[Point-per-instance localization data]
'''

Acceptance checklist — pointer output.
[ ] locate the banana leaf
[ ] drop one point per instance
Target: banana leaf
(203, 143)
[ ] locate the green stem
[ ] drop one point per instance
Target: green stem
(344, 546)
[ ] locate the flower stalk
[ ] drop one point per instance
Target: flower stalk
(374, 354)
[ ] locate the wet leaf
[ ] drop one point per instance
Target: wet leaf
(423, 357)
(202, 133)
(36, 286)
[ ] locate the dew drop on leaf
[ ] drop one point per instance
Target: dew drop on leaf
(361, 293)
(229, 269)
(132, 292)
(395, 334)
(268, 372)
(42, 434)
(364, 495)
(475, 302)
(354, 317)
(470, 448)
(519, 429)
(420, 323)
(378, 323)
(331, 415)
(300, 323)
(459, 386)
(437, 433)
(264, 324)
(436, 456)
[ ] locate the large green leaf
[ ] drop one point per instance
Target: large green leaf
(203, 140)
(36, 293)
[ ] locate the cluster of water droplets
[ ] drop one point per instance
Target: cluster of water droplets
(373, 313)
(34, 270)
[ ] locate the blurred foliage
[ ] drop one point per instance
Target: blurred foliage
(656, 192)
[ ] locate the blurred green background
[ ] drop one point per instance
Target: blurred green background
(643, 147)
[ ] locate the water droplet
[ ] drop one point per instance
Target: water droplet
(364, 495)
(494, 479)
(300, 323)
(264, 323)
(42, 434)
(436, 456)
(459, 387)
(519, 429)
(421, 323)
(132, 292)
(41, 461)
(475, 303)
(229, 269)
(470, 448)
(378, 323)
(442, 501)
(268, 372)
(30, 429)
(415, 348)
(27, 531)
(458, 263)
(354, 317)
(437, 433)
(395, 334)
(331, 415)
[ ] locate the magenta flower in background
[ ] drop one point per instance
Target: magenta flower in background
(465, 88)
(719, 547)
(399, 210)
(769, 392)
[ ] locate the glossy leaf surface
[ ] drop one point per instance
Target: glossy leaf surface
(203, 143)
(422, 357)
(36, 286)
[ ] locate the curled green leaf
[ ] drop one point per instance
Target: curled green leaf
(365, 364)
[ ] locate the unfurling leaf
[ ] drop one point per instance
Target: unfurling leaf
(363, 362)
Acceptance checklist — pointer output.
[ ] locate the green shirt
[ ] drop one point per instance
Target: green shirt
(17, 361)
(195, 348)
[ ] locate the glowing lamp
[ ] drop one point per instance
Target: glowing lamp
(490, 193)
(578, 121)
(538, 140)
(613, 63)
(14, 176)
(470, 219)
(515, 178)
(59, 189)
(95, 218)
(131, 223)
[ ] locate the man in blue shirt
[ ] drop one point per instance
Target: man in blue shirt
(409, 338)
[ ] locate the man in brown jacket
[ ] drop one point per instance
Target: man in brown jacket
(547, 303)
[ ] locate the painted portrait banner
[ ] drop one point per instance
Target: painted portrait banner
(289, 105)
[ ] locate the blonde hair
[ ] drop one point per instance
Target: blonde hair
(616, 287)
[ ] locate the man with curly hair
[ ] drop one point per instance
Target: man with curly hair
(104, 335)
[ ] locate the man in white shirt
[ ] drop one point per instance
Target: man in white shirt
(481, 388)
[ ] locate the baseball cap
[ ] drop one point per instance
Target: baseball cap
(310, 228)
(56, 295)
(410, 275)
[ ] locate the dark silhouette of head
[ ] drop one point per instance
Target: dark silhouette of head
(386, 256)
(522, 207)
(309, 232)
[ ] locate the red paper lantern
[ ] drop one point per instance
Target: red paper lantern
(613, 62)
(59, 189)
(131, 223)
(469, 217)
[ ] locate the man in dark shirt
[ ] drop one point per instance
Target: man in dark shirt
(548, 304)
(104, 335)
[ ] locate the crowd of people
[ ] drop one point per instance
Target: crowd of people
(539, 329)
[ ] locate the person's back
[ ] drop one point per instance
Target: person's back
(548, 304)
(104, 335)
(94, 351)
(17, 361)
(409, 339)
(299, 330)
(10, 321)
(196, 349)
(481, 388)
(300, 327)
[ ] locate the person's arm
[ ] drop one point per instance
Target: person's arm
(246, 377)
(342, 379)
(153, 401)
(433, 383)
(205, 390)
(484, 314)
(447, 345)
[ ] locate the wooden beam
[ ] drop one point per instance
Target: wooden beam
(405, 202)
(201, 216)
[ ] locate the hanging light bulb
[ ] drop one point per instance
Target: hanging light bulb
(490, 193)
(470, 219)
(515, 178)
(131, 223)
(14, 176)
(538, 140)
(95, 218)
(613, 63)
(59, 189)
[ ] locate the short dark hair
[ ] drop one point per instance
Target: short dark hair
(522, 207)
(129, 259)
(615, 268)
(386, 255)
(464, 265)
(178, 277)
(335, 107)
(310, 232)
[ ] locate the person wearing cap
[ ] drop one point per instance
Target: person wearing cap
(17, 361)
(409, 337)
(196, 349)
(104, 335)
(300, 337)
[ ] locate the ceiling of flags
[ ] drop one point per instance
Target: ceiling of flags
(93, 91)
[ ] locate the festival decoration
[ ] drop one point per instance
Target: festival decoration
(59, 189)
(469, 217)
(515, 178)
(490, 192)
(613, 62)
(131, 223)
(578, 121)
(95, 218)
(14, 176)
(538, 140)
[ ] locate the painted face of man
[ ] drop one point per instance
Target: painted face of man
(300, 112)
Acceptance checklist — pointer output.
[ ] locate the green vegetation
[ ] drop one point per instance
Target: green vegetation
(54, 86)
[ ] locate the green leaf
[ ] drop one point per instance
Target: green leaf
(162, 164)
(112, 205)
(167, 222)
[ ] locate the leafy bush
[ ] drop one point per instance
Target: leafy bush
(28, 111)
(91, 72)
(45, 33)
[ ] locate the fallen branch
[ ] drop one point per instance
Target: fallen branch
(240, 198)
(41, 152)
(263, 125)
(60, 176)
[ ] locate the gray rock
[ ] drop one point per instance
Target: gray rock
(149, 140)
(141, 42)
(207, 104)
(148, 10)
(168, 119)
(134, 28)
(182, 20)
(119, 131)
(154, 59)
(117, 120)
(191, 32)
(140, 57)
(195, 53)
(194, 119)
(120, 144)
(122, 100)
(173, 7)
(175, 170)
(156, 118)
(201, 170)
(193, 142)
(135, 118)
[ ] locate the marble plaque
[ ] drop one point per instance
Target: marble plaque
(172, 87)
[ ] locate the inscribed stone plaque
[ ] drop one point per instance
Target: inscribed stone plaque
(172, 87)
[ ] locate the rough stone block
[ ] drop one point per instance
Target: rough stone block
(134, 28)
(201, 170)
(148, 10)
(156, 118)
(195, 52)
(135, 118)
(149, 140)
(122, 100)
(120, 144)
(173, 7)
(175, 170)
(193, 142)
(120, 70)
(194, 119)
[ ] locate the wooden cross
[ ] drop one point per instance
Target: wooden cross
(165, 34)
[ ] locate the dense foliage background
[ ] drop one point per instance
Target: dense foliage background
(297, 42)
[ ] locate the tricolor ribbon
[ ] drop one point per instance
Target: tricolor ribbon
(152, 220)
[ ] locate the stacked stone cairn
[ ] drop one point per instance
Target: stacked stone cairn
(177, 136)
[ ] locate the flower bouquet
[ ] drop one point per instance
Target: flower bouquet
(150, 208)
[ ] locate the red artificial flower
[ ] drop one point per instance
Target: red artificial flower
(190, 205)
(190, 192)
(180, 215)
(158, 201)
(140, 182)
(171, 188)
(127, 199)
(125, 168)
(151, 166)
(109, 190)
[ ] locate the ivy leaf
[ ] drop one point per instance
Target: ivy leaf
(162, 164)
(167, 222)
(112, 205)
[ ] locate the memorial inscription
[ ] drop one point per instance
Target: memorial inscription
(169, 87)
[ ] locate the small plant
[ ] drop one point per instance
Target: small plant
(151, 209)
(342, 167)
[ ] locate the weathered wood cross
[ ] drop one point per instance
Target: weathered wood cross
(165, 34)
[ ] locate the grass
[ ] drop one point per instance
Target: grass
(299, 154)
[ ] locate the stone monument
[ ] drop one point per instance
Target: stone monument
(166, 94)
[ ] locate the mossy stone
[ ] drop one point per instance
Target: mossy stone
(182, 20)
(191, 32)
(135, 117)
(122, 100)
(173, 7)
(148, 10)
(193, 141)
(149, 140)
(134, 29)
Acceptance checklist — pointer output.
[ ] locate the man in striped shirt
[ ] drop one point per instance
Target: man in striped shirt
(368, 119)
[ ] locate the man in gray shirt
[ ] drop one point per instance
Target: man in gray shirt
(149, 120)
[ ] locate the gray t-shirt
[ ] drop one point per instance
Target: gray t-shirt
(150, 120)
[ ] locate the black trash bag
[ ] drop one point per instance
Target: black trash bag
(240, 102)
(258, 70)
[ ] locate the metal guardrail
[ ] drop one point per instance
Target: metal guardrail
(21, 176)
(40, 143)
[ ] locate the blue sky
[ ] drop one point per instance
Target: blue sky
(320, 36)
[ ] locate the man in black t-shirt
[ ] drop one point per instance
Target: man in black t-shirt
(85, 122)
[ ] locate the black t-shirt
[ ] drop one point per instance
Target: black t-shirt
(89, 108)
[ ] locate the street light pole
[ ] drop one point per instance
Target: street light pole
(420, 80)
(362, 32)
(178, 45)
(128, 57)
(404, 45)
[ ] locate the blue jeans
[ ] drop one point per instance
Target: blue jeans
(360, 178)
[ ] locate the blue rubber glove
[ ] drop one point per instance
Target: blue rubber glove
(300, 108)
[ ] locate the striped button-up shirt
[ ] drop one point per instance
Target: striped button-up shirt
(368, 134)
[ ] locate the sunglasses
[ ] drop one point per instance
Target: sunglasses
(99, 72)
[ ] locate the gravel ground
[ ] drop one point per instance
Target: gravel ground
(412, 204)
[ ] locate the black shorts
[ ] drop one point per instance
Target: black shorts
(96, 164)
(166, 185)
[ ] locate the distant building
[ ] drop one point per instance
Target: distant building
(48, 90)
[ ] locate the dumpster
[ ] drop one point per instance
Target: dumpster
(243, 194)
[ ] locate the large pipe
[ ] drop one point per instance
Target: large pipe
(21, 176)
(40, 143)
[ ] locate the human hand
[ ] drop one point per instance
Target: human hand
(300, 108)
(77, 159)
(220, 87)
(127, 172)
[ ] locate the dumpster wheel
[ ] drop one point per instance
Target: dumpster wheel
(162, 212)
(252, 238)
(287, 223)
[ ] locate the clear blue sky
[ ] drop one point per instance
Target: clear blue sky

'''

**Assignment:** At the line containing "[ ] locate the large pipe", start copying. Continue exactly through the final line of the entries above and stop there.

**Result below:**
[ ] locate the large pipe
[ ] drop one point per instance
Target: large pipe
(21, 176)
(40, 143)
[ ] locate the human hand
[ ] drop one point per instance
Target: human hand
(300, 108)
(77, 159)
(220, 87)
(127, 172)
[ ] locate the dumpster wheel
[ ] drop one point per instance
Target: dumpster wheel
(162, 212)
(252, 238)
(287, 223)
[ ] locate the clear blue sky
[ ] drop one point per instance
Target: clear blue sky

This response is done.